ACTIVITY | Update the entries below by replacing every occurrence of "rough mask" with "coarse mask". Leave everything else unchanged.

(Beginning of DATASET EXCERPTS)

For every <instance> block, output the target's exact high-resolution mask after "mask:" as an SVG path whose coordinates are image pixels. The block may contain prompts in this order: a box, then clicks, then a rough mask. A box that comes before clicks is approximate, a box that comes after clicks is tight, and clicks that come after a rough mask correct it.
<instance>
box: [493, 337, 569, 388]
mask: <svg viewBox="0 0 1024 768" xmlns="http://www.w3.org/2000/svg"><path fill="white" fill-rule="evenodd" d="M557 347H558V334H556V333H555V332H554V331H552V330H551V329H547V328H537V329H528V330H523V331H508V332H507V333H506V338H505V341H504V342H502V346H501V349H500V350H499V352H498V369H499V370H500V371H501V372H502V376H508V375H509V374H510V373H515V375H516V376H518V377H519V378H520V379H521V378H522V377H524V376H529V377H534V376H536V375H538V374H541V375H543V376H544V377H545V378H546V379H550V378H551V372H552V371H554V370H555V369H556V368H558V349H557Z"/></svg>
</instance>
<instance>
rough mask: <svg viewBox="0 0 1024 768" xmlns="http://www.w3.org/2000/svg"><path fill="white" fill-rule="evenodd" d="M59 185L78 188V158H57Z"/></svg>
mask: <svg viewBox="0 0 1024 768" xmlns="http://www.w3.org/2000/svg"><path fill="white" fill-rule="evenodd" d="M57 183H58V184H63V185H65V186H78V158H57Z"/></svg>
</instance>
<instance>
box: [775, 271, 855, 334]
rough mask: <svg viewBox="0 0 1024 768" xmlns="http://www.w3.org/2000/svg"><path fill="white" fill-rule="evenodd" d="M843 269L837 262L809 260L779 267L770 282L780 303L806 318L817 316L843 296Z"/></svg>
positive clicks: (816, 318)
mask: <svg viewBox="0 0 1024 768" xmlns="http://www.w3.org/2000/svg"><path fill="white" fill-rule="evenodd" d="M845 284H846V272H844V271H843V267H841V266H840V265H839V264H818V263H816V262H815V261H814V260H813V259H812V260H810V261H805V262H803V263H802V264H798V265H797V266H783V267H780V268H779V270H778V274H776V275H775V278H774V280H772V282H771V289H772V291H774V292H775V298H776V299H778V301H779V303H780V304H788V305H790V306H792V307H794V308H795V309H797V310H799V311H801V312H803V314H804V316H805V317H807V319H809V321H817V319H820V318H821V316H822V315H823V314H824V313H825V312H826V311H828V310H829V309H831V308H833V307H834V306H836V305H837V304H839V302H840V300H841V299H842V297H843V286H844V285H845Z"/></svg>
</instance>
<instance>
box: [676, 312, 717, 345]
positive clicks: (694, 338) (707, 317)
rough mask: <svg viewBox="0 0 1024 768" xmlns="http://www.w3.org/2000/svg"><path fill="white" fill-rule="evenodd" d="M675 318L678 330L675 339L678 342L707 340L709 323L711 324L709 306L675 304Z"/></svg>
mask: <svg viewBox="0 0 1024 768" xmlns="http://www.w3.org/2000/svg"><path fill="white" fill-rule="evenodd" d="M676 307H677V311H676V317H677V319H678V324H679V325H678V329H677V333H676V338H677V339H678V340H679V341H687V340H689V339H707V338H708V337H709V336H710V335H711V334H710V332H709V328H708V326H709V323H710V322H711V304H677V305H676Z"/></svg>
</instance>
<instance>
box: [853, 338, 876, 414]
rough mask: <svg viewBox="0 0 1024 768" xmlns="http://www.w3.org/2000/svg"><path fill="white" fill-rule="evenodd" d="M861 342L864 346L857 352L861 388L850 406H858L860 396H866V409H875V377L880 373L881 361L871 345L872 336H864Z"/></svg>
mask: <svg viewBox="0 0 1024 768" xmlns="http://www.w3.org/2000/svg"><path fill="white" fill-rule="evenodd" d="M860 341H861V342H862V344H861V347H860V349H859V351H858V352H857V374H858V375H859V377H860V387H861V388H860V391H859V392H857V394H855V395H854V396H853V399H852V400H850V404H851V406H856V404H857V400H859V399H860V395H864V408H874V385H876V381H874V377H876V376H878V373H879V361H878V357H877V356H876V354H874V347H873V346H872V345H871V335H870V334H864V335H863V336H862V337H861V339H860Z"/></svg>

(End of DATASET EXCERPTS)

ANSWER BOX |
For every <instance> block, output the target's exact high-resolution mask after "mask:" as an SVG path whose coordinates are image pixels. The block may contain prompts in this order: a box, then clicks, then a coarse mask. A box that comes before clicks is approximate, a box that comes after clicks is tight, and clicks that come after a coarse mask correct it.
<instance>
box: [493, 337, 569, 388]
mask: <svg viewBox="0 0 1024 768" xmlns="http://www.w3.org/2000/svg"><path fill="white" fill-rule="evenodd" d="M557 347H558V334H556V333H555V332H554V331H552V330H551V329H547V328H537V329H528V330H523V331H508V332H507V333H506V338H505V341H504V342H502V346H501V349H500V350H499V352H498V369H499V370H500V371H501V372H502V376H508V375H509V374H510V373H515V375H516V376H518V377H519V378H520V379H521V378H522V377H524V376H529V377H534V376H536V375H538V374H541V375H543V376H544V377H545V378H546V379H550V378H551V372H552V371H554V370H555V369H556V368H558V349H557Z"/></svg>
</instance>
<instance>
coarse mask: <svg viewBox="0 0 1024 768" xmlns="http://www.w3.org/2000/svg"><path fill="white" fill-rule="evenodd" d="M59 185L78 188V158H57Z"/></svg>
mask: <svg viewBox="0 0 1024 768" xmlns="http://www.w3.org/2000/svg"><path fill="white" fill-rule="evenodd" d="M57 183H58V184H63V185H65V186H78V158H57Z"/></svg>
</instance>
<instance>
box: [775, 271, 855, 334]
coarse mask: <svg viewBox="0 0 1024 768" xmlns="http://www.w3.org/2000/svg"><path fill="white" fill-rule="evenodd" d="M843 269L837 262L809 260L779 267L770 282L780 303L806 318L817 316L843 296Z"/></svg>
positive clicks: (816, 318)
mask: <svg viewBox="0 0 1024 768" xmlns="http://www.w3.org/2000/svg"><path fill="white" fill-rule="evenodd" d="M845 284H846V272H844V271H843V267H841V266H840V265H839V264H818V263H816V262H815V261H814V260H813V259H812V260H810V261H805V262H803V263H802V264H798V265H797V266H783V267H780V268H779V270H778V274H776V275H775V278H774V280H772V282H771V289H772V291H774V292H775V298H776V299H778V301H779V303H780V304H788V305H790V306H792V307H794V308H795V309H797V310H799V311H801V312H803V314H804V316H805V317H807V319H809V321H817V319H820V318H821V316H822V315H823V314H824V313H825V312H826V311H828V310H829V309H831V308H833V307H834V306H836V305H837V304H839V302H840V300H841V299H842V297H843V286H844V285H845Z"/></svg>
</instance>
<instance>
box: [676, 312, 717, 345]
positive clicks: (694, 338) (707, 317)
coarse mask: <svg viewBox="0 0 1024 768" xmlns="http://www.w3.org/2000/svg"><path fill="white" fill-rule="evenodd" d="M675 318L678 330L675 339L678 342L707 340L709 323L711 324L709 306L675 304Z"/></svg>
mask: <svg viewBox="0 0 1024 768" xmlns="http://www.w3.org/2000/svg"><path fill="white" fill-rule="evenodd" d="M676 307H677V311H676V317H677V319H678V324H679V325H678V329H677V333H676V338H677V339H678V340H679V341H687V340H689V339H707V338H708V337H709V336H710V335H711V334H710V332H709V328H708V326H709V323H710V322H711V304H677V305H676Z"/></svg>
</instance>
<instance>
box: [853, 338, 876, 414]
coarse mask: <svg viewBox="0 0 1024 768" xmlns="http://www.w3.org/2000/svg"><path fill="white" fill-rule="evenodd" d="M861 342L864 346L857 352L861 388L850 406H858L860 396H866V409H875V377L880 373L881 361L871 345L872 336H864Z"/></svg>
mask: <svg viewBox="0 0 1024 768" xmlns="http://www.w3.org/2000/svg"><path fill="white" fill-rule="evenodd" d="M860 341H861V342H862V344H861V347H860V349H859V351H858V352H857V374H858V375H859V377H860V387H861V388H860V391H859V392H857V394H855V395H854V396H853V399H852V400H850V404H851V406H856V404H857V400H859V399H860V395H864V408H874V385H876V381H874V377H876V376H878V373H879V361H878V357H877V356H876V354H874V347H873V346H872V345H871V335H870V334H864V335H863V336H862V337H861V339H860Z"/></svg>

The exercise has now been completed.